## BEGIN LISTED ENTRIES

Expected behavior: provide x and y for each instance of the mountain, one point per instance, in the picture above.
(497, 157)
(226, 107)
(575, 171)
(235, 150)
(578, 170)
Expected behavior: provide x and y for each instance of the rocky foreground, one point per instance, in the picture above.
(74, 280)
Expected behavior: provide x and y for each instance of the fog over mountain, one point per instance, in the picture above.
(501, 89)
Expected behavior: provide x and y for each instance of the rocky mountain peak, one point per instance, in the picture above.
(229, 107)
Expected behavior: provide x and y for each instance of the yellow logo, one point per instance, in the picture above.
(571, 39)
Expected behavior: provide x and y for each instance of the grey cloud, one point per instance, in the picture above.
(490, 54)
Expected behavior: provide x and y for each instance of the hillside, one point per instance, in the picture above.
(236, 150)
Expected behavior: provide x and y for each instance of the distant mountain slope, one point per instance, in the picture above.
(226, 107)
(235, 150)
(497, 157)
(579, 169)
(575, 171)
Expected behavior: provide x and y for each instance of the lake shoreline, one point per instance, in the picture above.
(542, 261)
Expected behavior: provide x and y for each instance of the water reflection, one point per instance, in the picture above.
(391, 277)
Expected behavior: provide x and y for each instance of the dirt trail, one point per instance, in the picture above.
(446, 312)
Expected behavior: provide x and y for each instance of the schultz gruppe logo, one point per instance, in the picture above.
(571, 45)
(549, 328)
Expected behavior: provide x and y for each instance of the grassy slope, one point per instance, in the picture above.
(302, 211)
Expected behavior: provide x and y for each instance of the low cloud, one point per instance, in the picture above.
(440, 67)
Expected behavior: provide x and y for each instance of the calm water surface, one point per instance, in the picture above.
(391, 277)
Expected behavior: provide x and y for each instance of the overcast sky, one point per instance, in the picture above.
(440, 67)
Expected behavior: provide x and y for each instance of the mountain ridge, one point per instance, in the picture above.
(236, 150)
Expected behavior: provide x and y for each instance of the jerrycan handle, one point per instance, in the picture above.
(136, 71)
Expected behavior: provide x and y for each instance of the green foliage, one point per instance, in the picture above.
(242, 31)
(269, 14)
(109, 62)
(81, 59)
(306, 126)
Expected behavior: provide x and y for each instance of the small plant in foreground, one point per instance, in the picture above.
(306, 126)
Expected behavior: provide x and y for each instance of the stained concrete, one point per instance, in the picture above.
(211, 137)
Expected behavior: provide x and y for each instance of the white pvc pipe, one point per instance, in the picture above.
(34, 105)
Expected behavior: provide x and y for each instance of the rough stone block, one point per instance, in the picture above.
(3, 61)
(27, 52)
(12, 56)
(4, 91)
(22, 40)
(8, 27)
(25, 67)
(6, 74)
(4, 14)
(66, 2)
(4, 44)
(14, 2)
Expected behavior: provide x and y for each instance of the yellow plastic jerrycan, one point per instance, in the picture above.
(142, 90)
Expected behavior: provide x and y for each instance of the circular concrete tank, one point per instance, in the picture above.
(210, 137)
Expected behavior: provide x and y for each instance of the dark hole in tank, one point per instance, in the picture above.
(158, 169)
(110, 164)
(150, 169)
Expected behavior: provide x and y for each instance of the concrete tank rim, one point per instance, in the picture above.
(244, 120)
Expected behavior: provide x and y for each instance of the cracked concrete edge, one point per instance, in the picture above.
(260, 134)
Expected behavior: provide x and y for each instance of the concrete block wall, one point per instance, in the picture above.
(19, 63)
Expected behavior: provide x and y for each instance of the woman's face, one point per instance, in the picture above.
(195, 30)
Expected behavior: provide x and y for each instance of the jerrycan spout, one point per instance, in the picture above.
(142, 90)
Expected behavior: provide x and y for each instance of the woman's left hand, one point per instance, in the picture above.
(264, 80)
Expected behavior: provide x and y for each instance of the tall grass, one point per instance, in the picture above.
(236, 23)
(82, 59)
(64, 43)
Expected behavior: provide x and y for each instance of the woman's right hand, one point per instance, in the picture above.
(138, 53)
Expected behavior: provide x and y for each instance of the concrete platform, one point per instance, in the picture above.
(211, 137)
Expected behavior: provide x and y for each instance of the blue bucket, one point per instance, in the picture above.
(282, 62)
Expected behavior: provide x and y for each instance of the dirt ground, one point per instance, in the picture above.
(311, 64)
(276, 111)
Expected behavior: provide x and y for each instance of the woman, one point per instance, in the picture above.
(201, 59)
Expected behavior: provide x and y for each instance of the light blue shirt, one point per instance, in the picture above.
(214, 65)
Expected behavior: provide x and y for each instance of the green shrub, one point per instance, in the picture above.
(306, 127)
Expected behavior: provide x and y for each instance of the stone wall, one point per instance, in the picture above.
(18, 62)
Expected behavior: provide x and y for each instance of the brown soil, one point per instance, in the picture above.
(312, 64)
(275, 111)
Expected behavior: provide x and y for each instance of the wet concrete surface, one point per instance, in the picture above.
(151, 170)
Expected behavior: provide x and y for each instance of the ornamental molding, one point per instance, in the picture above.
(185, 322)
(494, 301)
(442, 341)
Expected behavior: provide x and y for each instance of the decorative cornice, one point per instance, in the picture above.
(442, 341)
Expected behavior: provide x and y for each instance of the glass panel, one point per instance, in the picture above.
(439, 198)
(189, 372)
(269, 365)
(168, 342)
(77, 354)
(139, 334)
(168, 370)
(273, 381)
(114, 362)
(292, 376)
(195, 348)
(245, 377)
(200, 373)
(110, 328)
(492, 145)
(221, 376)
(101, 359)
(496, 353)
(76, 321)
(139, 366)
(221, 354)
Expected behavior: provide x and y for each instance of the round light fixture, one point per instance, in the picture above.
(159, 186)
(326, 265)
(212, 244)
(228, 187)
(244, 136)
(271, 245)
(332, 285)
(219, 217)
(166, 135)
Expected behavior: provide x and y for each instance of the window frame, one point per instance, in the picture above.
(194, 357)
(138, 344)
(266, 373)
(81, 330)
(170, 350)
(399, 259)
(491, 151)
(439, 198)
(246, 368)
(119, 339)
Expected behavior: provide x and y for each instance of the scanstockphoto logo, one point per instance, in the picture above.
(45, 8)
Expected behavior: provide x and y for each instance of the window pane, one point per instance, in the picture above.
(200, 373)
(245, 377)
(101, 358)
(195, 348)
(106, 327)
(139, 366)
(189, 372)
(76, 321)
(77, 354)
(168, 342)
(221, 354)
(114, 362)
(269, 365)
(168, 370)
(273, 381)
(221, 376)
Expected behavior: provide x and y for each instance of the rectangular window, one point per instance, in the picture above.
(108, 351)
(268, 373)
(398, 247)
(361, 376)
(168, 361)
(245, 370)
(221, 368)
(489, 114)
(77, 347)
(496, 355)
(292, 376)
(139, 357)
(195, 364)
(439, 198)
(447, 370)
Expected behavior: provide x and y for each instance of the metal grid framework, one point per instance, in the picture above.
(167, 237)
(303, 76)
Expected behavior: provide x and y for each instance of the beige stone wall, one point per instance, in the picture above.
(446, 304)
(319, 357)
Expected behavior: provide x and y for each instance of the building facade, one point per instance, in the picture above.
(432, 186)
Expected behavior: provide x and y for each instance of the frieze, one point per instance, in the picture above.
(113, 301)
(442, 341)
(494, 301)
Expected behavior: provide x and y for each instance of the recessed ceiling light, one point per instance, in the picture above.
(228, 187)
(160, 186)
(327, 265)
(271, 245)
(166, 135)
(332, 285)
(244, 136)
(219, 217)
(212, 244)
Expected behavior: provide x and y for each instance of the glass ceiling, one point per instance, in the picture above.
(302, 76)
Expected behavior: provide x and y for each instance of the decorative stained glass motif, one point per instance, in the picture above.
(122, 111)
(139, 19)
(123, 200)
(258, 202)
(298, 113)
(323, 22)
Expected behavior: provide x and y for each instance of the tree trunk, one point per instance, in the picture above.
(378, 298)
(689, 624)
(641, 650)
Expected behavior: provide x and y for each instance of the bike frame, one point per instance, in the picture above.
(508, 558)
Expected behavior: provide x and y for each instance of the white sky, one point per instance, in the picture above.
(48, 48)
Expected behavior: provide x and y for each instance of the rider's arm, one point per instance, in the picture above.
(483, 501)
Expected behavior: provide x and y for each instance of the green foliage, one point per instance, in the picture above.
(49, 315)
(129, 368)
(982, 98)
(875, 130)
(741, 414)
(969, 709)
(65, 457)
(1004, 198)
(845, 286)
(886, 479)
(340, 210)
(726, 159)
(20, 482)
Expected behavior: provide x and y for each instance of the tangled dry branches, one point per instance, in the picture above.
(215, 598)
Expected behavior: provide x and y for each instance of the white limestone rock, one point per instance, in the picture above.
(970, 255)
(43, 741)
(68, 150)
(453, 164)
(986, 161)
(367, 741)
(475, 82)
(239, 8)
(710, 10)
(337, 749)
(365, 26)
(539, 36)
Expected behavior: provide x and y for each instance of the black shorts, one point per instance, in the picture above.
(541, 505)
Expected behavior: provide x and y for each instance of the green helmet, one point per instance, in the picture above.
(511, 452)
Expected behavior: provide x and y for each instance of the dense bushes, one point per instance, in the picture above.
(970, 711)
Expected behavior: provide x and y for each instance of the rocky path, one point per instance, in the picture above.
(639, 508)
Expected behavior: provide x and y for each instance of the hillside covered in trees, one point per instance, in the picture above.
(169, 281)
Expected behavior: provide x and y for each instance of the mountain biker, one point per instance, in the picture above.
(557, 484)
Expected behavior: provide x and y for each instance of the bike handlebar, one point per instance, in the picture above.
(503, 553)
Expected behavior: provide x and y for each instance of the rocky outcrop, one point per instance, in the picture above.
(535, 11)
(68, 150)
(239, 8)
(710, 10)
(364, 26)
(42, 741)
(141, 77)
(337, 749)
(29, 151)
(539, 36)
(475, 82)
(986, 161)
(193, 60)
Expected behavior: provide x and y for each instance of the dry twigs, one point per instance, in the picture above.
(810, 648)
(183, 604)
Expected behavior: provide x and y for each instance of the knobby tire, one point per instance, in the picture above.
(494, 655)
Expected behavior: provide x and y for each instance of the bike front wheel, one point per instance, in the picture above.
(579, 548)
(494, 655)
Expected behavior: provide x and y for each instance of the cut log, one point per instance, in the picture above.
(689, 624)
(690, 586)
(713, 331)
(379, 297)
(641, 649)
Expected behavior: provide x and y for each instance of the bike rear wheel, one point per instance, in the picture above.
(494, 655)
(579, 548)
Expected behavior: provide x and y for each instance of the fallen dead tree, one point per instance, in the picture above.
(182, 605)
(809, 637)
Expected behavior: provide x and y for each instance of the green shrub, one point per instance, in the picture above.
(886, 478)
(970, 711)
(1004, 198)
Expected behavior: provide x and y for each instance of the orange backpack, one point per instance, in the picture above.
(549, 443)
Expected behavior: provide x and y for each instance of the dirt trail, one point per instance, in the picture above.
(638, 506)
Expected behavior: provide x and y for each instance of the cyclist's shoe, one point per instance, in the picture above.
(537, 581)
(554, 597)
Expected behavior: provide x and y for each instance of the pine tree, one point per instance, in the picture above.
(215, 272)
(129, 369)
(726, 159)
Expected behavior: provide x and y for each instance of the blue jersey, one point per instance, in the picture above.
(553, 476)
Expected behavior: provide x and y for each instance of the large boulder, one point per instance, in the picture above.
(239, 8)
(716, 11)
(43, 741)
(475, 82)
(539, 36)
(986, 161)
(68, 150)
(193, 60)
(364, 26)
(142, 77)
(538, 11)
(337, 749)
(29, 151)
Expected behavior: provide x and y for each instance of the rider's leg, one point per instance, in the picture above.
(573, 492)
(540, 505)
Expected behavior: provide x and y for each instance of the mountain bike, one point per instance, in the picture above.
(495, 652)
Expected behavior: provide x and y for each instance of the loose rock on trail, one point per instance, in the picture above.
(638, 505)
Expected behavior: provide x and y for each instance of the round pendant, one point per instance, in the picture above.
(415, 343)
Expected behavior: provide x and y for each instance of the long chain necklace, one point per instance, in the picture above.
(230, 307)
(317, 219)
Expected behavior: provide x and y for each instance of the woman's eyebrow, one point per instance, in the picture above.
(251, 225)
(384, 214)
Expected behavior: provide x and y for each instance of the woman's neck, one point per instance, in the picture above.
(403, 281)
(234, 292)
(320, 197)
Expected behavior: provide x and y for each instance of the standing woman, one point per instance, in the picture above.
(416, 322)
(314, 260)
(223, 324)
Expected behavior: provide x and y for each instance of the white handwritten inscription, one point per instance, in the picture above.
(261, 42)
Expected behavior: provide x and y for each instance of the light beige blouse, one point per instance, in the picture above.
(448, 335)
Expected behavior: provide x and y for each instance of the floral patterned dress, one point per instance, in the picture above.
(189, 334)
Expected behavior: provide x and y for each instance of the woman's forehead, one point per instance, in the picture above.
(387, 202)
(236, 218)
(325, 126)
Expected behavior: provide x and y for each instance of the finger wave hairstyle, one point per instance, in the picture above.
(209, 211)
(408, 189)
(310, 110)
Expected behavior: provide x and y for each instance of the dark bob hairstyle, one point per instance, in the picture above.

## END LISTED ENTRIES

EXERCISE TASK → Your task is to write out the lines from the one with "rider's leg, one" through the end of the records, exactly and with nothing added.

EXERCISE SOLUTION →
Expected behavior: provide x and y for each instance of the rider's leg, one point per instance, in the picture above.
(573, 492)
(540, 505)
Expected behavior: provide x and y for each instance of the mountain bike, one point per instance, in the picture above.
(495, 652)
Expected behavior: provide x and y for each instance of the loose rock on trail, one point per instance, in the picture above.
(638, 505)
Expected behavior: provide x and y for each instance of the round pendant, one point per instance, in the picture above.
(415, 343)
Expected behavior: provide x and y for each instance of the long chain necklace, one point per instance, in the picture above.
(230, 307)
(317, 219)
Expected behavior: provide x and y for each instance of the woman's eyebrow, one point per instance, in the picture above.
(251, 225)
(384, 214)
Expected behavior: provide x and y for each instance of the woman's neck, one point per instance, in the picture above.
(403, 281)
(234, 292)
(320, 197)
Expected behavior: provide x and y for each instance of the standing woman, one point per instance, in the picture above.
(416, 322)
(314, 260)
(223, 324)
Expected behavior: provide x and y for each instance of the white handwritten inscription, one point per instance, in the picture above.
(261, 42)
Expected behavior: provide x and y for each instance of the light beige blouse, one point per instance, in the picture above.
(448, 335)
Expected behavior: provide x and y for each instance of the floral patterned dress, one point per instance, in the picture above.
(189, 334)
Expected behavior: provide x and y for each instance of the woman's forehead, one point per instance, in the picture above.
(387, 202)
(236, 218)
(325, 126)
Expected behavior: provide x and y for each instance of the finger wave hairstyle, one point per instance, in the picture above.
(209, 211)
(408, 189)
(310, 110)
Expected behavior: provide x and y for each instance of the dark bob hairstyle, one point per instance, in the picture above.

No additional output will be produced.